▸ DIRECTIONS
A single stretch of the material below is to be transcribed exactly, starting at the line with "the white hat" and ending after the line with "of the bamboo".

THE DATA below:

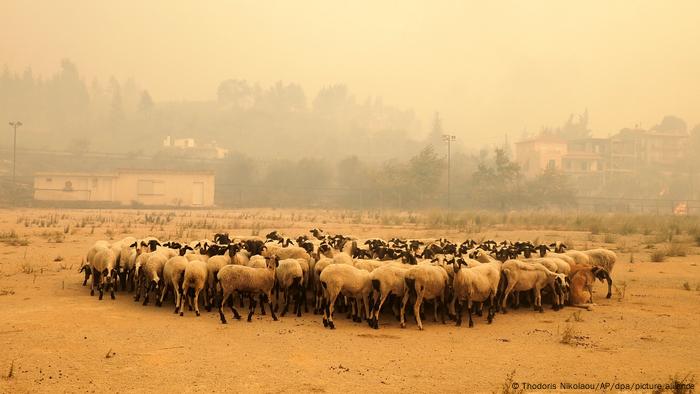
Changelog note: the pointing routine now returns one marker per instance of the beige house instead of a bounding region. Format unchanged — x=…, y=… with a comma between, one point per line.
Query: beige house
x=127, y=187
x=535, y=155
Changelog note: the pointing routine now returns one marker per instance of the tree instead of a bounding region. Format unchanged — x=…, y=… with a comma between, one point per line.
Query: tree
x=146, y=102
x=550, y=188
x=496, y=182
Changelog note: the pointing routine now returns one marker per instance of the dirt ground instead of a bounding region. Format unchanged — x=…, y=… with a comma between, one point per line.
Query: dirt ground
x=55, y=337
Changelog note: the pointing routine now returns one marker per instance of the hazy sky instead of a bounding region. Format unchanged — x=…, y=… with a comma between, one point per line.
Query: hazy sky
x=490, y=67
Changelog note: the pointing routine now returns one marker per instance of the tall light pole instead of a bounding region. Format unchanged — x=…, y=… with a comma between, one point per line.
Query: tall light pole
x=14, y=125
x=448, y=138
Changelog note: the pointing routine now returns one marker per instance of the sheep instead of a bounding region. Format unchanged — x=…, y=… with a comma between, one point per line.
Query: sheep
x=152, y=274
x=256, y=261
x=291, y=252
x=555, y=265
x=522, y=276
x=87, y=263
x=426, y=282
x=386, y=280
x=596, y=257
x=214, y=263
x=195, y=278
x=289, y=276
x=173, y=273
x=346, y=280
x=317, y=289
x=104, y=264
x=602, y=258
x=242, y=257
x=476, y=284
x=253, y=281
x=581, y=281
x=126, y=260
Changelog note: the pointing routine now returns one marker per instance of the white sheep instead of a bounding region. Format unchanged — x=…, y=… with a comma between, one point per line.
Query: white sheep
x=426, y=282
x=104, y=268
x=386, y=280
x=289, y=277
x=173, y=274
x=349, y=281
x=194, y=279
x=254, y=281
x=478, y=283
x=522, y=276
x=151, y=276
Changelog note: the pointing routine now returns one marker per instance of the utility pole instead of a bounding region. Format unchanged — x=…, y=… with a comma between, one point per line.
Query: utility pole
x=448, y=138
x=14, y=125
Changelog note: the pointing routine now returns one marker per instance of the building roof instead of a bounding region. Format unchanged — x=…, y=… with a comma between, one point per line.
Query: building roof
x=117, y=172
x=550, y=139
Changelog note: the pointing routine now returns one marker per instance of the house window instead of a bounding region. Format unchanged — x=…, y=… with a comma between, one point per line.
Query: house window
x=150, y=187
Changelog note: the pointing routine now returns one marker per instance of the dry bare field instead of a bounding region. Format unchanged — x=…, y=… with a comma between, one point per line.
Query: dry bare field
x=55, y=337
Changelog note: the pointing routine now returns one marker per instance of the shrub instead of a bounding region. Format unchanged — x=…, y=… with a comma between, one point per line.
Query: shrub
x=658, y=256
x=676, y=249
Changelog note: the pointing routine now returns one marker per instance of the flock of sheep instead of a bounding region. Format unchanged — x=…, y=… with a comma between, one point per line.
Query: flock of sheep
x=362, y=277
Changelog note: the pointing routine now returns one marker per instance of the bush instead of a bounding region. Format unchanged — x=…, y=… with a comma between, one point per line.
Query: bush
x=658, y=256
x=676, y=249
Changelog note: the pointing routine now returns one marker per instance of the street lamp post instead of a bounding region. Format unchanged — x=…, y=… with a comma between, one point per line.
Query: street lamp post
x=14, y=125
x=448, y=138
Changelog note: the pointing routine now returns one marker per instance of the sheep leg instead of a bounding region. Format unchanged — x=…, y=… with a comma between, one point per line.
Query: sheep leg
x=112, y=284
x=416, y=310
x=251, y=309
x=100, y=284
x=305, y=299
x=137, y=287
x=443, y=310
x=261, y=299
x=506, y=293
x=149, y=289
x=365, y=304
x=374, y=323
x=196, y=300
x=458, y=312
x=177, y=299
x=122, y=279
x=285, y=296
x=404, y=302
x=159, y=300
x=221, y=307
x=451, y=311
x=329, y=301
x=301, y=299
x=492, y=308
x=269, y=303
x=470, y=306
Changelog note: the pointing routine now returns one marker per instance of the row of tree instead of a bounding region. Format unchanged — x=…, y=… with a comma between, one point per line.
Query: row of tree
x=63, y=112
x=491, y=182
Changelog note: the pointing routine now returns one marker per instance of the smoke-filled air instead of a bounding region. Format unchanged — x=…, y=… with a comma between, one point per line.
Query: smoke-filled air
x=331, y=196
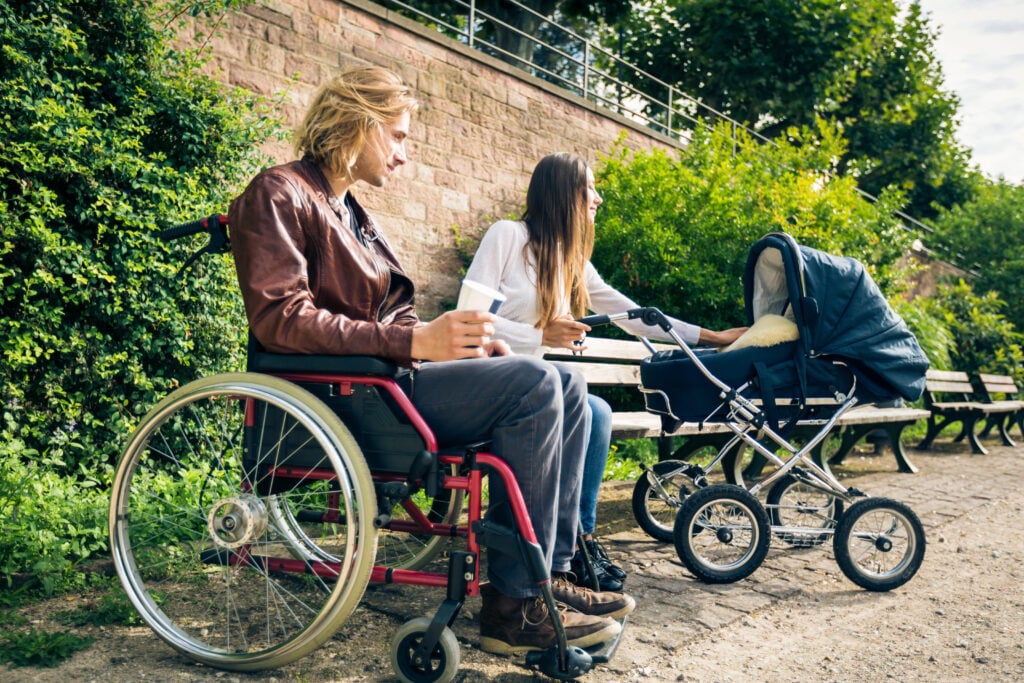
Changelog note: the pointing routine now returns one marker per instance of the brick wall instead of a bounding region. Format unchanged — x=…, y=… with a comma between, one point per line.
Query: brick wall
x=481, y=127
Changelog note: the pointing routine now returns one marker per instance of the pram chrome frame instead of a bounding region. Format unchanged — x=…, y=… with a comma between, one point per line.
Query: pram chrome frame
x=749, y=424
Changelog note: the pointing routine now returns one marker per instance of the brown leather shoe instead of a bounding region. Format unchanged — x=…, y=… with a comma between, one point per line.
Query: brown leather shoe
x=514, y=626
x=606, y=603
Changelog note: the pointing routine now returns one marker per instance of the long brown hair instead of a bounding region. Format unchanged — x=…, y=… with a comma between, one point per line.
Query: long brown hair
x=561, y=236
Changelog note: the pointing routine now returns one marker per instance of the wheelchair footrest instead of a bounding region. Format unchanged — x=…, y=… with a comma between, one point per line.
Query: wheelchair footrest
x=602, y=652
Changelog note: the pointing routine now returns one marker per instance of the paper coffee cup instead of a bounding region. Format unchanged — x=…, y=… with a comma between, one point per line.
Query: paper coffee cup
x=474, y=296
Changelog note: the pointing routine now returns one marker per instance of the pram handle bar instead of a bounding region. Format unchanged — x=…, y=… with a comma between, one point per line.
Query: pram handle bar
x=650, y=317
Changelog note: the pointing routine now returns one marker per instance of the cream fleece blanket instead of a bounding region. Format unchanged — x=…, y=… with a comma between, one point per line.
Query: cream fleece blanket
x=766, y=331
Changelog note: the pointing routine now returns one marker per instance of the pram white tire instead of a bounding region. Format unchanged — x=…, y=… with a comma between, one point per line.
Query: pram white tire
x=801, y=514
x=880, y=544
x=655, y=511
x=722, y=534
x=439, y=668
x=200, y=548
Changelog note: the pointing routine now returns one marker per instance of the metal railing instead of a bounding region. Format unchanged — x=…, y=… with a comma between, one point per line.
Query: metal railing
x=587, y=70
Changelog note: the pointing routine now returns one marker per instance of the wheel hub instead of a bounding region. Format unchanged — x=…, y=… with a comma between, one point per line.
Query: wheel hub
x=237, y=521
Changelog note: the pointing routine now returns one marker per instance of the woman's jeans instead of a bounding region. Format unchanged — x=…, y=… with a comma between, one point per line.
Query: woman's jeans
x=595, y=460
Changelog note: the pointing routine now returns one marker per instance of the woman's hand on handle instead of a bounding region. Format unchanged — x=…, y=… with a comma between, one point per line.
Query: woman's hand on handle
x=565, y=333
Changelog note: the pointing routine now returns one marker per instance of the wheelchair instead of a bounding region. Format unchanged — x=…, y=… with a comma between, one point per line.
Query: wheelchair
x=249, y=512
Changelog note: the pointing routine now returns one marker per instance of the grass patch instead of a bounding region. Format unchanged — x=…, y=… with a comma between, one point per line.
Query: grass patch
x=41, y=648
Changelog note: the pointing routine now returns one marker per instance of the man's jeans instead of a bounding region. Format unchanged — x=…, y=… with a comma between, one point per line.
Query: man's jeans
x=535, y=414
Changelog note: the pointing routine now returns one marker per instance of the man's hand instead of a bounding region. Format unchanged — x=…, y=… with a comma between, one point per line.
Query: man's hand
x=565, y=333
x=457, y=334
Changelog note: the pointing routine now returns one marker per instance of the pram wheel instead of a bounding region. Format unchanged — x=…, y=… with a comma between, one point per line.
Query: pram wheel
x=802, y=515
x=242, y=521
x=440, y=667
x=722, y=534
x=657, y=497
x=880, y=544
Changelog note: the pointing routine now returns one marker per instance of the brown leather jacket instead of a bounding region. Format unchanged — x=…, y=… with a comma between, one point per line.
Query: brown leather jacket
x=309, y=285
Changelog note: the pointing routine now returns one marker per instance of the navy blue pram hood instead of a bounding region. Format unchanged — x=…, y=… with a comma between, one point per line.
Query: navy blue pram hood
x=838, y=308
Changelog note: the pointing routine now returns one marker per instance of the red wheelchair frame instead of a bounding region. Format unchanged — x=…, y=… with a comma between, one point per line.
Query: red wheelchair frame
x=195, y=493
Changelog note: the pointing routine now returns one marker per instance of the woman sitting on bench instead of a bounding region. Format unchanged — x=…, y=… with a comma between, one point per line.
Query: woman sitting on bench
x=542, y=265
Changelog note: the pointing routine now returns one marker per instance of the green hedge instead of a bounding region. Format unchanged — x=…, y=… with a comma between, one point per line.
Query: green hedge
x=109, y=135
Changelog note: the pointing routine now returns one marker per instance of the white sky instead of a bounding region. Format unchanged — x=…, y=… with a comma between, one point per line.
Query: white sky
x=981, y=48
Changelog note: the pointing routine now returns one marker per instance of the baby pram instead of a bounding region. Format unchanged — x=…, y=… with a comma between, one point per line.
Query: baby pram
x=848, y=348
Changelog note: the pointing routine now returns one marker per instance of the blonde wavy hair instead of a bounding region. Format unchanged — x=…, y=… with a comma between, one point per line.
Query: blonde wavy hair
x=561, y=237
x=345, y=111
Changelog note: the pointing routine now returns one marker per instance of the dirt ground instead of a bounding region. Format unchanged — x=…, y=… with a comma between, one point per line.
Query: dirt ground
x=796, y=619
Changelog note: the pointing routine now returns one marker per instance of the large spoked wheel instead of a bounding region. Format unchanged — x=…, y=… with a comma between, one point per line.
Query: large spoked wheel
x=722, y=534
x=439, y=667
x=657, y=496
x=880, y=544
x=802, y=515
x=242, y=521
x=400, y=546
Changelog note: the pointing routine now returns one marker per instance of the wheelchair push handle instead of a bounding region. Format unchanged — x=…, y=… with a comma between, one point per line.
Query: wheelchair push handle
x=214, y=225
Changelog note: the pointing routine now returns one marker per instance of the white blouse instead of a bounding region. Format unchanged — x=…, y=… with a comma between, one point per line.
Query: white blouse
x=504, y=263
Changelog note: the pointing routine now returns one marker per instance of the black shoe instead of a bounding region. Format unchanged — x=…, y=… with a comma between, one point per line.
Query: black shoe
x=598, y=556
x=580, y=573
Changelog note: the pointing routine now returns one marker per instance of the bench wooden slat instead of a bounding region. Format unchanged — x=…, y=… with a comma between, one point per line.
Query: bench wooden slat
x=971, y=406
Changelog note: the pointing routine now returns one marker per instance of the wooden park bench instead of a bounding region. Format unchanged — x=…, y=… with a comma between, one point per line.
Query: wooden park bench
x=1000, y=390
x=616, y=363
x=951, y=398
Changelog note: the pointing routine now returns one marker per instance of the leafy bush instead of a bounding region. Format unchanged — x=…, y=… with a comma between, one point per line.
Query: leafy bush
x=675, y=231
x=984, y=340
x=110, y=135
x=48, y=520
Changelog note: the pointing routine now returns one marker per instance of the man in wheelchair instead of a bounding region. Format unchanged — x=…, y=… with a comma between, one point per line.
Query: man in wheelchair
x=318, y=278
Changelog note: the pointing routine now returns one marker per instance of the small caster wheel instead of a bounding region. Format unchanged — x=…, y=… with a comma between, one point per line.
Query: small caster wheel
x=440, y=667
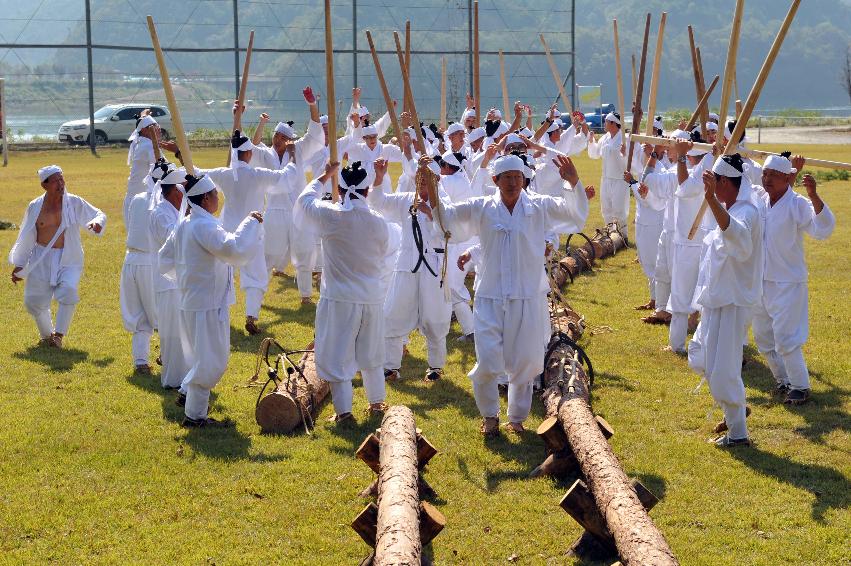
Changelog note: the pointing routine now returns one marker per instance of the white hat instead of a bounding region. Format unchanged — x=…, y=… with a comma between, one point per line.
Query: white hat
x=476, y=134
x=556, y=125
x=779, y=163
x=453, y=128
x=45, y=172
x=507, y=163
x=610, y=117
x=285, y=129
x=724, y=169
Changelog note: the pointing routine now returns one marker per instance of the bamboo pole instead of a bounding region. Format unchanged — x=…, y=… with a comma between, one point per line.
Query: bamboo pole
x=384, y=91
x=243, y=87
x=639, y=92
x=176, y=121
x=752, y=153
x=505, y=105
x=476, y=80
x=654, y=80
x=443, y=94
x=701, y=103
x=618, y=70
x=556, y=76
x=750, y=103
x=332, y=97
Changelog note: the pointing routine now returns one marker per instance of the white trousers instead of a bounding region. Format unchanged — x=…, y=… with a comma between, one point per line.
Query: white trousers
x=415, y=300
x=278, y=235
x=350, y=336
x=614, y=202
x=209, y=340
x=716, y=352
x=138, y=306
x=781, y=328
x=175, y=347
x=647, y=244
x=47, y=281
x=509, y=341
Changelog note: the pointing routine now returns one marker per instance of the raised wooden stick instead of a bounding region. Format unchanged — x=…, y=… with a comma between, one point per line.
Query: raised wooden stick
x=176, y=121
x=391, y=109
x=747, y=109
x=556, y=76
x=476, y=84
x=701, y=104
x=243, y=87
x=505, y=105
x=618, y=70
x=654, y=79
x=443, y=93
x=332, y=98
x=752, y=153
x=639, y=92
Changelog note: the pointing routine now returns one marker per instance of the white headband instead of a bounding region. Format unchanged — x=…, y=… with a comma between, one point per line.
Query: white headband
x=779, y=163
x=285, y=129
x=45, y=172
x=724, y=169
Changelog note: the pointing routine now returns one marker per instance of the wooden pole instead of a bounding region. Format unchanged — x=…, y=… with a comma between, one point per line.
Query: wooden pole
x=3, y=122
x=506, y=108
x=332, y=98
x=384, y=91
x=701, y=104
x=176, y=121
x=639, y=92
x=752, y=153
x=618, y=70
x=243, y=87
x=443, y=93
x=476, y=81
x=556, y=76
x=654, y=80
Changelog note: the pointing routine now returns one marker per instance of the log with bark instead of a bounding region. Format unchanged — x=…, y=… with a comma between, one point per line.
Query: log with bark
x=297, y=396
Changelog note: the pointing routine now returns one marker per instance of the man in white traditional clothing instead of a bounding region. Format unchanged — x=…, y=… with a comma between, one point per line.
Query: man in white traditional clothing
x=175, y=349
x=349, y=317
x=614, y=192
x=781, y=318
x=729, y=286
x=203, y=254
x=415, y=298
x=508, y=310
x=244, y=188
x=286, y=148
x=49, y=254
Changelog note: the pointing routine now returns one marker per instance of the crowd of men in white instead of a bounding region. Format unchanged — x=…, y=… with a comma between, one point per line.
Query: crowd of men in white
x=506, y=194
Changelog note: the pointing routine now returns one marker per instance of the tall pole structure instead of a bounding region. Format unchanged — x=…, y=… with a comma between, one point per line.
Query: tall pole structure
x=92, y=137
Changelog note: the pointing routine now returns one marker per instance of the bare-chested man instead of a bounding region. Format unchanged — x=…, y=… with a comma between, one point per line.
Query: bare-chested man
x=49, y=254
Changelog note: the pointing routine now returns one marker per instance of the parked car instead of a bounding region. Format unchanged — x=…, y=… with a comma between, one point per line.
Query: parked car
x=113, y=122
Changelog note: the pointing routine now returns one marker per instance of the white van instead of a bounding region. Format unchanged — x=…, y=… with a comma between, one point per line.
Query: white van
x=113, y=122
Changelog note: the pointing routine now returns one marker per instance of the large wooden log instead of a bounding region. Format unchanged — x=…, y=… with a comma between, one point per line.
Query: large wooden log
x=398, y=534
x=297, y=398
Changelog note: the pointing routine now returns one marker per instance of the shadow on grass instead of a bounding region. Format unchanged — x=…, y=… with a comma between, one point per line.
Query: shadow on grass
x=829, y=487
x=59, y=360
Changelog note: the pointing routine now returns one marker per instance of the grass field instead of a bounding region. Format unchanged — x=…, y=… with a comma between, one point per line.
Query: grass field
x=95, y=468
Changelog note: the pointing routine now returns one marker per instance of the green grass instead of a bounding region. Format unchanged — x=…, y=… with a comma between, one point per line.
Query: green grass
x=95, y=468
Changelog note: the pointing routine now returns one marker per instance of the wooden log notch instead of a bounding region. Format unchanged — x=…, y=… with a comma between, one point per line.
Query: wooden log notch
x=296, y=399
x=400, y=524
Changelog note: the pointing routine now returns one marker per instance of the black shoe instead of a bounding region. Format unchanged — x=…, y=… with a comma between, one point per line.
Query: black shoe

End of THE DATA.

▸ SOLUTION TO THIS TASK
Changelog note: the pointing routine now returns one marker per instance of the white hat instead of a bounding region. Format unchanged — x=…, y=… with a comma between, one point per line.
Query: white hat
x=476, y=134
x=556, y=125
x=779, y=163
x=453, y=128
x=45, y=172
x=507, y=163
x=610, y=117
x=285, y=129
x=724, y=169
Changelog note: the pointing routine now returns one marker per instance of the bamboo pole instead of a bounding region. Format unchanged — x=…, y=… with a comma between, one point per line.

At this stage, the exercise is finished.